— START OF Extracted data —
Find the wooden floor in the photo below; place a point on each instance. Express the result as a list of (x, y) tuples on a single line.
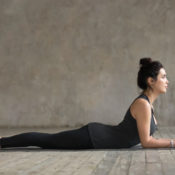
[(135, 161)]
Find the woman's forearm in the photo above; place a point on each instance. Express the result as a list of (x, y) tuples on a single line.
[(158, 143)]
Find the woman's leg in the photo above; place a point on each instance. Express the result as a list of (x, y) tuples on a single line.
[(71, 139)]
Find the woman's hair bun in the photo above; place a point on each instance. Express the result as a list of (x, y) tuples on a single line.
[(145, 61)]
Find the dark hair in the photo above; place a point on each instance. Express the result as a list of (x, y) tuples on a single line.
[(148, 68)]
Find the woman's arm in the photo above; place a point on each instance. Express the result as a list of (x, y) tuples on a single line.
[(141, 110)]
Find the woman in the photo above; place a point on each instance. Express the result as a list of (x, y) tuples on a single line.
[(138, 125)]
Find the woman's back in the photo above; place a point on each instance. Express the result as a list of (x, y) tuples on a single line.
[(123, 135)]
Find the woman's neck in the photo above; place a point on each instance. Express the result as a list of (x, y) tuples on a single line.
[(151, 95)]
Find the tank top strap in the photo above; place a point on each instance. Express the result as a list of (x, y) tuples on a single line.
[(144, 96)]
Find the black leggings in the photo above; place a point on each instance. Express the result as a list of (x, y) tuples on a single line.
[(71, 139)]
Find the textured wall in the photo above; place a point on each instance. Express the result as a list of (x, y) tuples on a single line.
[(75, 61)]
— END OF Extracted data —
* What is needed: Give all of the lines above again, changing every "photo" to "image" and leaving everything else unchanged. Leave the pictures out.

* Answer to the problem:
Find the wooden floor in the image below; place a point on each instance. Express the result as a list of (x, y) tuples on a single line.
[(135, 161)]
Find the woman's forearm in the image above; place a point on each instance. Express the result as a list of (x, y) tuples on a single line.
[(158, 143)]
Find the woman's leg in the image above; place a point on each instance. Express the result as a list of (x, y) tuples on a single line.
[(71, 139)]
Find the woman's hair bun in the image above; place a point on each instance. Express the result as a list of (x, y) tuples on a single line.
[(145, 61)]
Find the dark hair in the image above; place a point on each instance. Express the result as a list of (x, y) tuples on a single line.
[(148, 68)]
Find the woman's arm in the image above; place a point on each instance. Express the result as a list of (x, y) tuples on a single line.
[(141, 110)]
Find the woman in the image above; place a point on each instance. Express the result as a list of (x, y) tuples on a single line.
[(138, 125)]
Find the woman's back in the image above; place a point on each instance. Express the result as a list of (x, y) tuples on a single line.
[(123, 135)]
Find the woman's neck in the image above; place a point on each instance. Express the result as a list of (x, y) tuples on a single line.
[(151, 95)]
Find the tank top strap in the image above; place a point on each instance. Express the result as a list of (x, y) tuples on a single line.
[(144, 96)]
Find the black leggings in the image above; place a point on each instance. Express the result as a list of (x, y) tuples on a single line.
[(71, 139)]
Find the textured wall in the image above; place a point on each instance. Express the result as a list of (x, y) tuples on a single line.
[(75, 61)]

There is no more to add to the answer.